What you will do: Take the line containing "Task: locate the gold framed" and every line after it in the data below, and print them exactly as given, with nothing else.

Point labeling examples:
= = =

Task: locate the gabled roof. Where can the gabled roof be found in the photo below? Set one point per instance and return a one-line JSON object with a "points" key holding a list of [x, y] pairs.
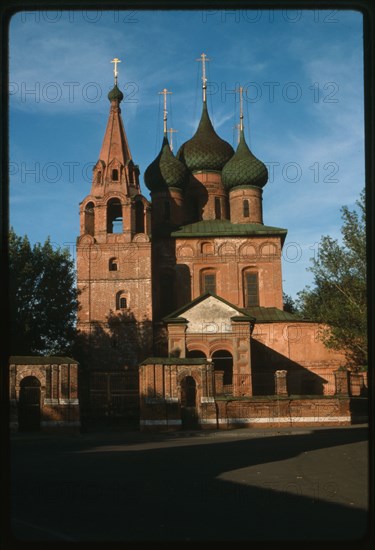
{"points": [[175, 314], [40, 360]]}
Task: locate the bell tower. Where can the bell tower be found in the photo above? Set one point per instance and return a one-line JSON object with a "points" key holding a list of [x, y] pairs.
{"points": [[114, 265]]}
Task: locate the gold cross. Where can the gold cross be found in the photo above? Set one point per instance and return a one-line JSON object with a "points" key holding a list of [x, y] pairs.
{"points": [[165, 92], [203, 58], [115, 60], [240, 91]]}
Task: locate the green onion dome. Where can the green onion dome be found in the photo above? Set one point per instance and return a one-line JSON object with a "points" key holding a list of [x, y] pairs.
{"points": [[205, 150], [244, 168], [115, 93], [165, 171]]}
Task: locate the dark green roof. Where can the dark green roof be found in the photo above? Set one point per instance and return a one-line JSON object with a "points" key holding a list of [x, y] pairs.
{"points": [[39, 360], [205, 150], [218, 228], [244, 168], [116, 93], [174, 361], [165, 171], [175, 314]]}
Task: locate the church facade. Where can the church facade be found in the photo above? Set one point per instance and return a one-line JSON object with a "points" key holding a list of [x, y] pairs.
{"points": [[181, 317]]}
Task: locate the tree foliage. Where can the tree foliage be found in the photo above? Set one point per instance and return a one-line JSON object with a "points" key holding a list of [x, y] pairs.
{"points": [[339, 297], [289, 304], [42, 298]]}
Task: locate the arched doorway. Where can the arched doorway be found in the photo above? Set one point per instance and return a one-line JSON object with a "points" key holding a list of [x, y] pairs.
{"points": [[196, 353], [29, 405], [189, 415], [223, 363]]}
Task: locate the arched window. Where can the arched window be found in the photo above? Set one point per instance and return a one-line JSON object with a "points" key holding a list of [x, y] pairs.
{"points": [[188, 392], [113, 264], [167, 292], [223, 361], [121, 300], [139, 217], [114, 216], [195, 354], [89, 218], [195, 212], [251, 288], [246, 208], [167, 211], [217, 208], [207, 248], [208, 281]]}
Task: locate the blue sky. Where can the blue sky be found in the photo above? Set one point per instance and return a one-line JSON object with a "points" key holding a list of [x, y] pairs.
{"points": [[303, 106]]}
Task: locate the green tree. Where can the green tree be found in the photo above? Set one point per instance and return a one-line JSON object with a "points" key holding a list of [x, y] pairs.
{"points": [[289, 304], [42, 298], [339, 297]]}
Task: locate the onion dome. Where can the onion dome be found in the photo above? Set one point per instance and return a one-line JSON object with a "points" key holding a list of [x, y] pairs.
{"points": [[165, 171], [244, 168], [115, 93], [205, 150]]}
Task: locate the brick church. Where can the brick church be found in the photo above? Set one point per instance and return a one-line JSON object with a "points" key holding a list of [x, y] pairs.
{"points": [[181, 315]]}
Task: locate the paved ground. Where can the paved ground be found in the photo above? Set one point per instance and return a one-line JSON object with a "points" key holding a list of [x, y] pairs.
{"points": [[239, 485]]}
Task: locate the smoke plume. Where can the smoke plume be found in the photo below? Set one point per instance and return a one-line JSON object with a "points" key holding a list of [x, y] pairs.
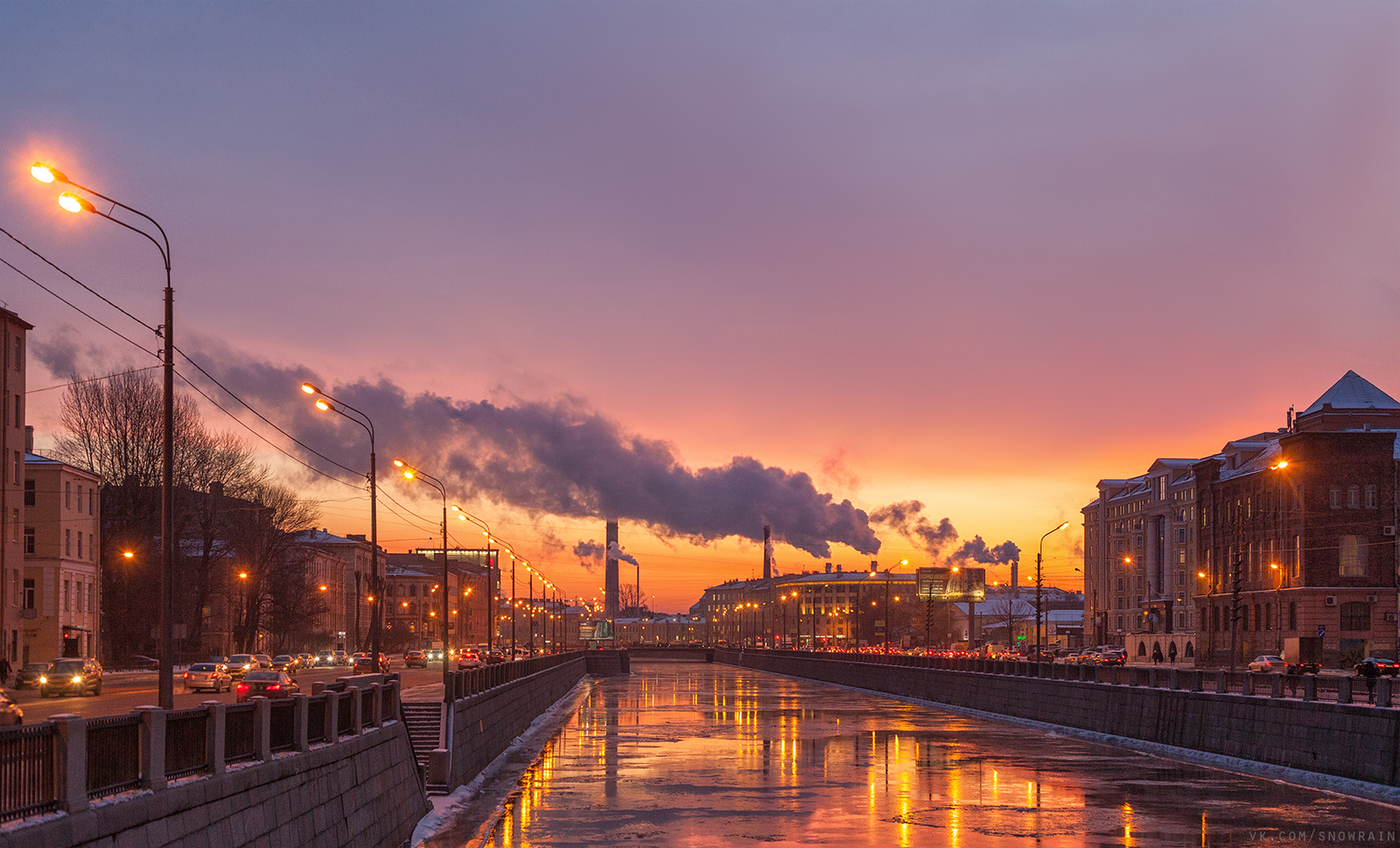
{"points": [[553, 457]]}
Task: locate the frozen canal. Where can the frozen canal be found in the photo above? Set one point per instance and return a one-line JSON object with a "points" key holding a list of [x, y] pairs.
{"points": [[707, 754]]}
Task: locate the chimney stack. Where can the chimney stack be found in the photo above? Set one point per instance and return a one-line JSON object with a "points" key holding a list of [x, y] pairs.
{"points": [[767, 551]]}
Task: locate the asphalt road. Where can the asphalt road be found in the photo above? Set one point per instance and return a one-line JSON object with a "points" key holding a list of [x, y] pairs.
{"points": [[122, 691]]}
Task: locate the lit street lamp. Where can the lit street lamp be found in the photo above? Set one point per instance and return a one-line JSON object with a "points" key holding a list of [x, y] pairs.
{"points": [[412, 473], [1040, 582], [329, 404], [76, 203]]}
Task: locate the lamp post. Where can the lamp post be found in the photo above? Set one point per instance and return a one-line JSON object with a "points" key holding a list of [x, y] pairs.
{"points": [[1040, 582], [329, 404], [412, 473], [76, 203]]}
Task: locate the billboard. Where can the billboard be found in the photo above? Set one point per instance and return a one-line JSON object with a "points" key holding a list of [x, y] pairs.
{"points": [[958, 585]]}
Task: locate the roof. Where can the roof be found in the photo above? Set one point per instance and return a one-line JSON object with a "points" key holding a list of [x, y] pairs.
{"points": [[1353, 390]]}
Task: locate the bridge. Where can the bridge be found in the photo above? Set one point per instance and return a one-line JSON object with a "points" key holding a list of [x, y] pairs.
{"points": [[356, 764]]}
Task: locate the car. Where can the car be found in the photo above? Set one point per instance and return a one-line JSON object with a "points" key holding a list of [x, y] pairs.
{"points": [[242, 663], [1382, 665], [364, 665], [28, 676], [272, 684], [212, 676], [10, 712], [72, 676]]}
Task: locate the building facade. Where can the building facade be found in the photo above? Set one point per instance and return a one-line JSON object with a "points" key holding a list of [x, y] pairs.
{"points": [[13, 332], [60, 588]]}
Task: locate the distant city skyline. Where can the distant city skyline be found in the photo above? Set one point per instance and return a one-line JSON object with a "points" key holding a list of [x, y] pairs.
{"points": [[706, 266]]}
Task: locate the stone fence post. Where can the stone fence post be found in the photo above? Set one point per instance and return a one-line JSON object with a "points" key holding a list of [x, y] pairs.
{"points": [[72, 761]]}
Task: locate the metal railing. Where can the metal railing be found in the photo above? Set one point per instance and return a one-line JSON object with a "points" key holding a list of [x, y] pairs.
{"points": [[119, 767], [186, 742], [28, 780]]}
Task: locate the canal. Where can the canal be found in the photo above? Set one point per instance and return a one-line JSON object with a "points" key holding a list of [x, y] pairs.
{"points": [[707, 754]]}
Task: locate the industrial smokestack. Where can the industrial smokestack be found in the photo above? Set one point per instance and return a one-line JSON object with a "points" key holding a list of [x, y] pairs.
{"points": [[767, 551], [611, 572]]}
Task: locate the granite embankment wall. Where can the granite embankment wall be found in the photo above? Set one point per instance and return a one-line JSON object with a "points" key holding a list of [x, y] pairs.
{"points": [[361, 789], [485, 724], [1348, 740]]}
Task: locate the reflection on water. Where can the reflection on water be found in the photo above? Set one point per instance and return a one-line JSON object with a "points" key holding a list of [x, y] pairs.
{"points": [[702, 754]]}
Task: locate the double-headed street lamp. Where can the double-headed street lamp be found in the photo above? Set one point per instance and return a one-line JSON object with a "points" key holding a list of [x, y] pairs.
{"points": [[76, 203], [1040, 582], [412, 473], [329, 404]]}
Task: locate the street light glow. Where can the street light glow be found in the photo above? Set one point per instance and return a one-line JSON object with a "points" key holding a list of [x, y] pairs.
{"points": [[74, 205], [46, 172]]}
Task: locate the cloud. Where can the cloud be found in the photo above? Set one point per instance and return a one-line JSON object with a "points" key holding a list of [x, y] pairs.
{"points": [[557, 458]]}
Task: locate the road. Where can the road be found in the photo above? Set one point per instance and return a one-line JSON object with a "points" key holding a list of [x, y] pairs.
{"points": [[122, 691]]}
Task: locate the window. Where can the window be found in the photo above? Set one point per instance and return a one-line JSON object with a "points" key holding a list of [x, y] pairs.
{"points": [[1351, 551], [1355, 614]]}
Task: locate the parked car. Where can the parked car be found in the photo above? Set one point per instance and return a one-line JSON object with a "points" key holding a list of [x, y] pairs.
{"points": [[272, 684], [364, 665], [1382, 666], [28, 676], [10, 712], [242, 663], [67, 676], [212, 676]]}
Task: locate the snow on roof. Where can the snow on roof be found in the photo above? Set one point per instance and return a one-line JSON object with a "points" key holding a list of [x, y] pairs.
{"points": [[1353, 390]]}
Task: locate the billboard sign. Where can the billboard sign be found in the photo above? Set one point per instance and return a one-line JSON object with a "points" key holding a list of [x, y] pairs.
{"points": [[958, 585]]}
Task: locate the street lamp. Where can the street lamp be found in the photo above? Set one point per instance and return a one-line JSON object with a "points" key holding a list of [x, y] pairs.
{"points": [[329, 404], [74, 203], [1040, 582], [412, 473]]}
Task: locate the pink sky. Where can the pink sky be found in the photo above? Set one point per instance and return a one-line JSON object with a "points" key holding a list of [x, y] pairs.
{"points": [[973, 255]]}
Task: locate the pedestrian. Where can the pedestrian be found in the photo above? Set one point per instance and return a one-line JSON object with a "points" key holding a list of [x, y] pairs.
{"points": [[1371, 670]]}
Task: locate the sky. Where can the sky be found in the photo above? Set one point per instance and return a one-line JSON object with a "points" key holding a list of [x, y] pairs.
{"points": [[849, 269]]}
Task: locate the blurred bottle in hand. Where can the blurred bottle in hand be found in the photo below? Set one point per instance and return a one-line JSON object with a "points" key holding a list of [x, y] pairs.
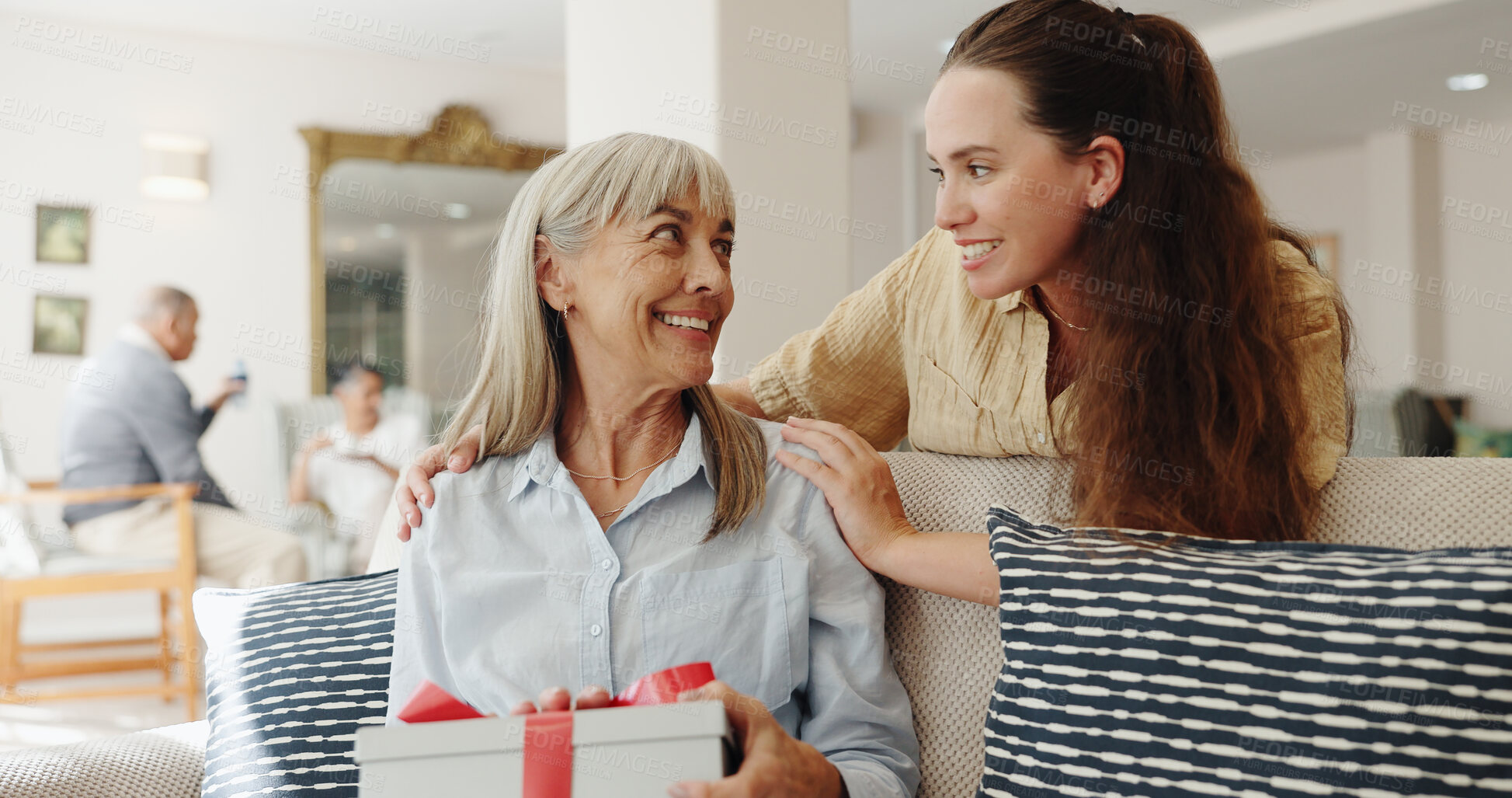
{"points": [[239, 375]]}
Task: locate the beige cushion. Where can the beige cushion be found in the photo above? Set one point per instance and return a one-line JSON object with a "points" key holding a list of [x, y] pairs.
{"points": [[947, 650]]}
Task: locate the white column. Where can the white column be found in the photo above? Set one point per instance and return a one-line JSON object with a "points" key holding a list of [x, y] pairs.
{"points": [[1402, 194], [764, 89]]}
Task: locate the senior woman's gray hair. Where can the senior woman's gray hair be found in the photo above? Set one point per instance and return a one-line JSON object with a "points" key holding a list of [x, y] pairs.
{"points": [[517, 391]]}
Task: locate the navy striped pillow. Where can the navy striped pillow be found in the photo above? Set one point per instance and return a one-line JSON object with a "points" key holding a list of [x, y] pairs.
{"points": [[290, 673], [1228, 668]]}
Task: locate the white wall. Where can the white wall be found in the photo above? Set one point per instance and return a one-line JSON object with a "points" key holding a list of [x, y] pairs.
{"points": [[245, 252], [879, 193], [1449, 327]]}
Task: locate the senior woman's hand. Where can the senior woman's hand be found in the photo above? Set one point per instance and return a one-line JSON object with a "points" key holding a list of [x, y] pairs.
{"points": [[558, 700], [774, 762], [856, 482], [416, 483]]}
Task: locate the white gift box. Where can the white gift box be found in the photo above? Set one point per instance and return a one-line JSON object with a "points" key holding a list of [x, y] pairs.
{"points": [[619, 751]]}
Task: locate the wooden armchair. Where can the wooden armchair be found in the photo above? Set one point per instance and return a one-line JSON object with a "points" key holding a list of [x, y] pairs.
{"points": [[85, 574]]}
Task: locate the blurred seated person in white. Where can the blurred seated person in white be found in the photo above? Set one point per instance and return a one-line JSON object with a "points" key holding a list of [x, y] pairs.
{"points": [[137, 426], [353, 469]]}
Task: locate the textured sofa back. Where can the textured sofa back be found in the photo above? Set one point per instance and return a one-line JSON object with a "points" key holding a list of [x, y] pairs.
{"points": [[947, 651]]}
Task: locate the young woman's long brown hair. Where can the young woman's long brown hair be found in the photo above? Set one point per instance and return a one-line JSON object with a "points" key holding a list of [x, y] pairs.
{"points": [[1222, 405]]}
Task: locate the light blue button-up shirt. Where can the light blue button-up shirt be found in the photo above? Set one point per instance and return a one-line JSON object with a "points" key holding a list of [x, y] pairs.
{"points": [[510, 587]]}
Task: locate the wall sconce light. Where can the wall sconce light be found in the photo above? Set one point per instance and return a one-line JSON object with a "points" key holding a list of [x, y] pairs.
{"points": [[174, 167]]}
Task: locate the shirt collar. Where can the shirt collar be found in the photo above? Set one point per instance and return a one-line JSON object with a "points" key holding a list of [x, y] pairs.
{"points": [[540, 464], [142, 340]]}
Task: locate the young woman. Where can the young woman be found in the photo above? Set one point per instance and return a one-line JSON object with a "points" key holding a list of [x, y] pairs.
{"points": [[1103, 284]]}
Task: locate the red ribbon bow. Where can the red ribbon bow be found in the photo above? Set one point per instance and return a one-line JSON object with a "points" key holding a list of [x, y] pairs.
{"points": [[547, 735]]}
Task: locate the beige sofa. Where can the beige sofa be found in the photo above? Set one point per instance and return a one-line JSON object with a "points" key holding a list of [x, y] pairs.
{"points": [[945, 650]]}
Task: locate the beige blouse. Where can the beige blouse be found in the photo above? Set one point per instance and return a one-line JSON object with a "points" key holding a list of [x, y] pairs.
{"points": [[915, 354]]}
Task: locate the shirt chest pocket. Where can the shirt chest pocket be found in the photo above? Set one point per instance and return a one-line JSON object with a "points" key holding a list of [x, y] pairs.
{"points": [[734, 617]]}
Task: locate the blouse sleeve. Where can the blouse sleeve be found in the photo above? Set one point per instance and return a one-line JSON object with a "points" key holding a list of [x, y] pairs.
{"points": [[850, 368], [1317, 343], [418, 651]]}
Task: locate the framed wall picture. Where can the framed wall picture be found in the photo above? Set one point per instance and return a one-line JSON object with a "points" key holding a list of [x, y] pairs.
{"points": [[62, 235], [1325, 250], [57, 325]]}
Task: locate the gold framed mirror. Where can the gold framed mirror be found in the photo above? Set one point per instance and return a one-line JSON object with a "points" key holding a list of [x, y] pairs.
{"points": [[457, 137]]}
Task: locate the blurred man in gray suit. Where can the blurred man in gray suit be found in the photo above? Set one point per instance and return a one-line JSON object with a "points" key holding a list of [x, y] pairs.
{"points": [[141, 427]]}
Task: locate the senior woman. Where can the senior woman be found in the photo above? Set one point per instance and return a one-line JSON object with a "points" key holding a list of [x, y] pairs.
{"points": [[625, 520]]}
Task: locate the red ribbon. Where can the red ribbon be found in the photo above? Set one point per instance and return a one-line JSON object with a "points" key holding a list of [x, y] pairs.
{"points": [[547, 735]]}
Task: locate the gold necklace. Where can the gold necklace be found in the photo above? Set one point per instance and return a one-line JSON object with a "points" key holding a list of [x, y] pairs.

= = =

Written response:
Task: locate the gold framed mirror. Where can the gold framed mirror be found in the photo above? Set one point per instance and return a one-line JSON object with a "points" key holding a list of [x, y] pairs.
{"points": [[457, 137]]}
Task: locate the blurred man in gray suit. Where can the blurred man in gray suit be found in the photo above? Set one point per instance and return a one-line JSON object with a "points" key holding a list of [x, y] pairs.
{"points": [[141, 427]]}
Task: locate the senior woman. Where can the senior woman be found in the photo above? Set one point per instance and return a one-line JSON object with a "points" key holding a list of [x, y] pairs.
{"points": [[625, 520]]}
Task: locate the red ribbon. Where can the red ribbon be found in the photo above? Set one point per instance and return a one-line JSON object with a "points" key holding a list of [x, y] pairs.
{"points": [[547, 735]]}
Task: locate the gold necklace. Where can the gold necklace be found in the photo above? Set one point per instance and return a one-line JSON object with a "points" key holding a list of [x, y] pairs.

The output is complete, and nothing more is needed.